* _What is asked_: Retype the rows without changes, from the first line of the first row through the line that contains "[0,229,37,293]", including that line. Leave the pictures out.

------------------------------------

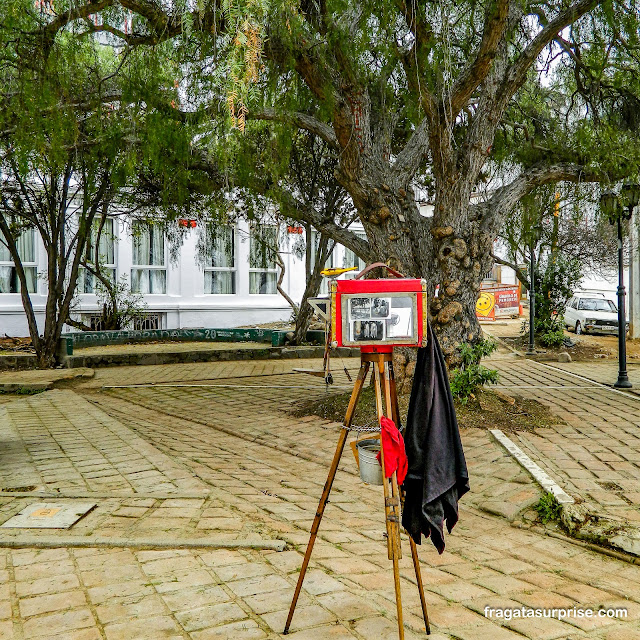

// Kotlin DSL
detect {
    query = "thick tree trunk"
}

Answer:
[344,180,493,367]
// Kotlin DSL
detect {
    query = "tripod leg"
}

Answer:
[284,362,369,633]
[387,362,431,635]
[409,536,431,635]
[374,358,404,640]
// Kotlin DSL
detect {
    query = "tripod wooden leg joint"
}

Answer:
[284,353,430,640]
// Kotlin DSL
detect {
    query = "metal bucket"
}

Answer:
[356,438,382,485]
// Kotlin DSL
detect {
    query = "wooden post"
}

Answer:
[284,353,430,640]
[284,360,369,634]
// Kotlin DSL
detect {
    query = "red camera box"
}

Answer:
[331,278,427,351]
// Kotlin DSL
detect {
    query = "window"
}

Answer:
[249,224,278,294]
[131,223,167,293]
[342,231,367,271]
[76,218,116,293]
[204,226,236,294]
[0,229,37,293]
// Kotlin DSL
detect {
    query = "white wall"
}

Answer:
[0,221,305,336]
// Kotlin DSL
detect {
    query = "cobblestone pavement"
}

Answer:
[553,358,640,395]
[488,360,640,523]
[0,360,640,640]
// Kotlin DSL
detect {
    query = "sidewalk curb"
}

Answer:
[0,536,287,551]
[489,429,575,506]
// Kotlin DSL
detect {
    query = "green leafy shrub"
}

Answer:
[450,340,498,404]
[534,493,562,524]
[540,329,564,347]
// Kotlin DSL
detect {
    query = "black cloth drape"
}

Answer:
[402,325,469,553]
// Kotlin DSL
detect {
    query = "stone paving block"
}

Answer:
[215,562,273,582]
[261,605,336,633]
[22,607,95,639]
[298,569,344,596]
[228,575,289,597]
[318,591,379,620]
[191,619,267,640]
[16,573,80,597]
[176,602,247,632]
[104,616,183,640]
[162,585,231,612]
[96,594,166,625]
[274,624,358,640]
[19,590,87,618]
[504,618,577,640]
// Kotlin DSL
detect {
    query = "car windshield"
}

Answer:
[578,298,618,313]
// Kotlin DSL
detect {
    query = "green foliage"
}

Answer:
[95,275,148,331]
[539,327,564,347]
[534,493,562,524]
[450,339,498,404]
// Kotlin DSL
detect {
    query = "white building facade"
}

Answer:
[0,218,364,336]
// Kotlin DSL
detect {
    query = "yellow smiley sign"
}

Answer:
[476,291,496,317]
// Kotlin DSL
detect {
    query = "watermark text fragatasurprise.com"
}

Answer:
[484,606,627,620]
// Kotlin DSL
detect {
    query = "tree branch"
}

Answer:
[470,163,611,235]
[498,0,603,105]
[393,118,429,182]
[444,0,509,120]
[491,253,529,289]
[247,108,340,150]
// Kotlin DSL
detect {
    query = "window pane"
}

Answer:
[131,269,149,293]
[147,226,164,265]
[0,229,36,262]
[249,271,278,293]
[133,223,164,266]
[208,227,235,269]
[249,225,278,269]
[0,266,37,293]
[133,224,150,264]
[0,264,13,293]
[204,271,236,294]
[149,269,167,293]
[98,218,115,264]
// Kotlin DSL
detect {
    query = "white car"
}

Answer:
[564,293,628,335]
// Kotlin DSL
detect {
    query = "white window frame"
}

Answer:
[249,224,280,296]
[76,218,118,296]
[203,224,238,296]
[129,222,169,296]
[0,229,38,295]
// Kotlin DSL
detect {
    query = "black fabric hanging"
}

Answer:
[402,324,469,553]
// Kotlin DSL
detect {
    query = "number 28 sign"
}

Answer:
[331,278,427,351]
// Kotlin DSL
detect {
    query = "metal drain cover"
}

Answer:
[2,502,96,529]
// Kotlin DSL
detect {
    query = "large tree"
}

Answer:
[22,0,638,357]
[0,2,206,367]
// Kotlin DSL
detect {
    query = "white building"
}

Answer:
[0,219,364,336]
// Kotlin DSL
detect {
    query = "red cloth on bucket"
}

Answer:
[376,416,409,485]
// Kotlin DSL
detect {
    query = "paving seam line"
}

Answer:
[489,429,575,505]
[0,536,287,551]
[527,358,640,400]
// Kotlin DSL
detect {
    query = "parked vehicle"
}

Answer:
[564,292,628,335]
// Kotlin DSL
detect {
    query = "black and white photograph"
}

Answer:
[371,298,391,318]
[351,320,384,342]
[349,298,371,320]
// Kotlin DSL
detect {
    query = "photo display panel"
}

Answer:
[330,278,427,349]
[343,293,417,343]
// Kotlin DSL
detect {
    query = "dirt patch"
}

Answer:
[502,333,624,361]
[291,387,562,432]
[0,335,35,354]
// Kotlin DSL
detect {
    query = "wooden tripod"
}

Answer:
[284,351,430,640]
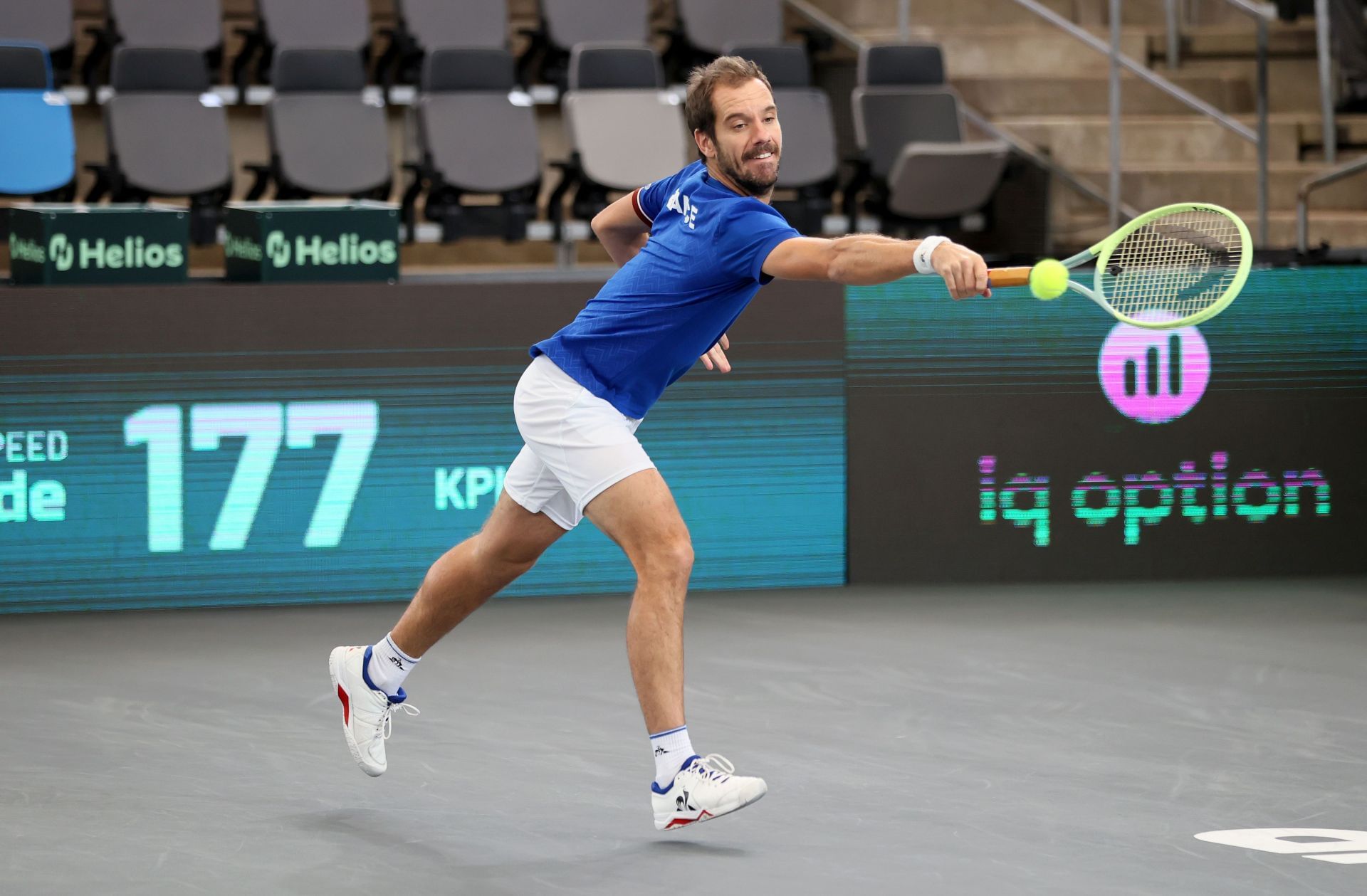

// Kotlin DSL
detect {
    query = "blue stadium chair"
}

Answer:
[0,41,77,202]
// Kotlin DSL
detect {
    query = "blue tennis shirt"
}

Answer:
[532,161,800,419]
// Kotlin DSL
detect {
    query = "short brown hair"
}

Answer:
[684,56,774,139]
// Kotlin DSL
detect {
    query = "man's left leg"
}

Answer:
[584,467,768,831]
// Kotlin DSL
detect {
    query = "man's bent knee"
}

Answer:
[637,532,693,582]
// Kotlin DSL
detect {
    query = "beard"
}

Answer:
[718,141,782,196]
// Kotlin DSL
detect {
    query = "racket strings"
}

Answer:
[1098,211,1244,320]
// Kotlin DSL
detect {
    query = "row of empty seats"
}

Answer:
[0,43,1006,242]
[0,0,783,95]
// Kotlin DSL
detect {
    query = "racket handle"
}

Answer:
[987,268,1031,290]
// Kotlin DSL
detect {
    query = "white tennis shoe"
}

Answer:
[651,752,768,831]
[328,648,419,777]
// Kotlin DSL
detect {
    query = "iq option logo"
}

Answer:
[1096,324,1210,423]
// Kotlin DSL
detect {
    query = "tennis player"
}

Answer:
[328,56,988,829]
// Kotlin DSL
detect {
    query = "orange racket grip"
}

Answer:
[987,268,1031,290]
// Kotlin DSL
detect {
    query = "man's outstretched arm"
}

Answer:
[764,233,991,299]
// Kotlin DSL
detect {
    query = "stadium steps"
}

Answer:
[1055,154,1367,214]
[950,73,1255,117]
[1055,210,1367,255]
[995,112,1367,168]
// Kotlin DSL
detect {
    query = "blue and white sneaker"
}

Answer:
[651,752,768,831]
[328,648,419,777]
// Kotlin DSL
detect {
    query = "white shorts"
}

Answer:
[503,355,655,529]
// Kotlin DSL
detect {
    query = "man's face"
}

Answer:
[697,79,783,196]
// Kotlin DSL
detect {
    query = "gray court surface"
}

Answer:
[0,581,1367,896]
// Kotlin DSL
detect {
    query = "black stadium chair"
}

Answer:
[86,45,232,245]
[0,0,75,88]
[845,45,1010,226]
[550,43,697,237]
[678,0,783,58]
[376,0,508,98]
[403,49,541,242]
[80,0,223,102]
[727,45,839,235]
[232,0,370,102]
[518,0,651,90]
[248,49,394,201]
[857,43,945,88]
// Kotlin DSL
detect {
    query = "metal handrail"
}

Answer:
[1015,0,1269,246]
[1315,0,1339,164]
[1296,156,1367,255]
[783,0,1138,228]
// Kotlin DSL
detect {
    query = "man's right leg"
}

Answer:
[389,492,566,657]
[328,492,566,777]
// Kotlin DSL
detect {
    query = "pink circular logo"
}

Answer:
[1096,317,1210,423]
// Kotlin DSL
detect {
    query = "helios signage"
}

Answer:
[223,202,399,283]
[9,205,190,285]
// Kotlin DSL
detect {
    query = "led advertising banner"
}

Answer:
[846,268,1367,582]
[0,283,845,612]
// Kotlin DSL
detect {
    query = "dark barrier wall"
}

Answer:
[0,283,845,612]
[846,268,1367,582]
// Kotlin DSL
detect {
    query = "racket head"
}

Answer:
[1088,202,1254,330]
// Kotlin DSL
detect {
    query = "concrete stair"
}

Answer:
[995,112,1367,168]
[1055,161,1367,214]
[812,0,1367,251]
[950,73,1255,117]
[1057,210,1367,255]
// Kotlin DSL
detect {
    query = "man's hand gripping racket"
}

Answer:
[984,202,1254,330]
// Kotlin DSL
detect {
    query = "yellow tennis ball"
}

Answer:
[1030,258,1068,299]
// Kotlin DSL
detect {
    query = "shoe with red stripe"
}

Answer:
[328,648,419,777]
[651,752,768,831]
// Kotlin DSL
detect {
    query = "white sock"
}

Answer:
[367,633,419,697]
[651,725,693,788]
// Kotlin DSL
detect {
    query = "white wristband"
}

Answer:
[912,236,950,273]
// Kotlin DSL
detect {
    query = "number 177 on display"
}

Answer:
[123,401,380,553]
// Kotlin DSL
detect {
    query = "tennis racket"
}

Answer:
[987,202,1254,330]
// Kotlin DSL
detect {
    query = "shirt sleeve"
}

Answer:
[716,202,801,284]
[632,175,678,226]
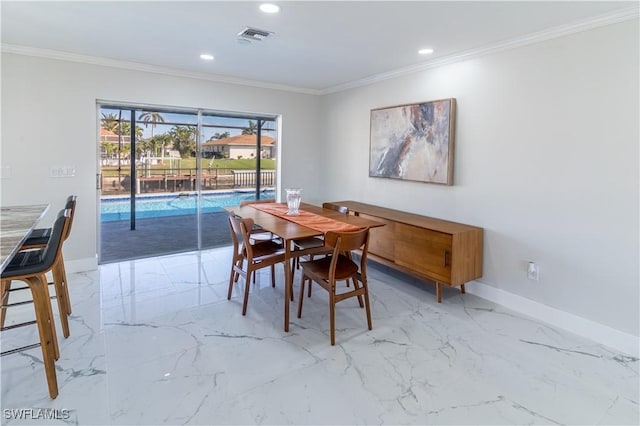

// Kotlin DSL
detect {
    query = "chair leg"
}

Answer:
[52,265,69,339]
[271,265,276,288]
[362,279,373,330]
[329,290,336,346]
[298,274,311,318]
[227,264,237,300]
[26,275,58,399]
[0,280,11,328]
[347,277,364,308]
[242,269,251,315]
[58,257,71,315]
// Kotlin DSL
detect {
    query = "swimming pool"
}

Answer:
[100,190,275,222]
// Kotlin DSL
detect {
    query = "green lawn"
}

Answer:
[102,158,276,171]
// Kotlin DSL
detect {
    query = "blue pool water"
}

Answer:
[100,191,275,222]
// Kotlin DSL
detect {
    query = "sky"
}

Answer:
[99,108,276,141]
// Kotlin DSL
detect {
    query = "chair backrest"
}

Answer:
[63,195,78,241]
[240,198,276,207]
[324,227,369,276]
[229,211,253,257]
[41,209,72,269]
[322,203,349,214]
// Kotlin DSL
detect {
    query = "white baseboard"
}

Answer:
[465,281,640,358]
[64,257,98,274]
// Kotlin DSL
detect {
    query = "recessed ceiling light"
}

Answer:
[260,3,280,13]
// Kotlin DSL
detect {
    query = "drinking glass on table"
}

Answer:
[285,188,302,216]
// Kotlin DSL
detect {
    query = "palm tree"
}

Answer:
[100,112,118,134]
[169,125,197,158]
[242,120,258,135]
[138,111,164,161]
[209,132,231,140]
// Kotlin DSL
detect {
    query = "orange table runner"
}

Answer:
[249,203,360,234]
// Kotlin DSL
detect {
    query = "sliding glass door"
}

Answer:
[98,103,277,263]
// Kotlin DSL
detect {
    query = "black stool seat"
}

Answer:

------------------------------------

* _The reply_:
// Kotlin DSL
detect {
    query = "thick tree trunk"
}

Answer:
[344,180,493,367]
// Kotlin DSL
detect {
    query = "tripod leg"
}

Answer:
[284,362,369,633]
[387,362,431,635]
[409,536,431,635]
[374,358,404,640]
// Kotlin DSL
detect {
    query = "tripod wooden leg joint"
}

Answer:
[284,353,430,640]
// Kotlin DSL
detect {
    query = "metal bucket"
}

Answer:
[356,438,382,485]
// Kotlin DSL
detect {
    query = "wooden post"
}

Answer:
[284,353,430,640]
[284,360,369,634]
// Kotlin DSL
detect {
    query = "red camera box"
}

Answer:
[331,278,427,351]
// Kotlin DSL
detect {
    query = "window"
}

Answer:
[249,224,278,294]
[131,223,167,293]
[342,231,367,271]
[76,218,116,293]
[204,226,236,294]
[0,229,37,293]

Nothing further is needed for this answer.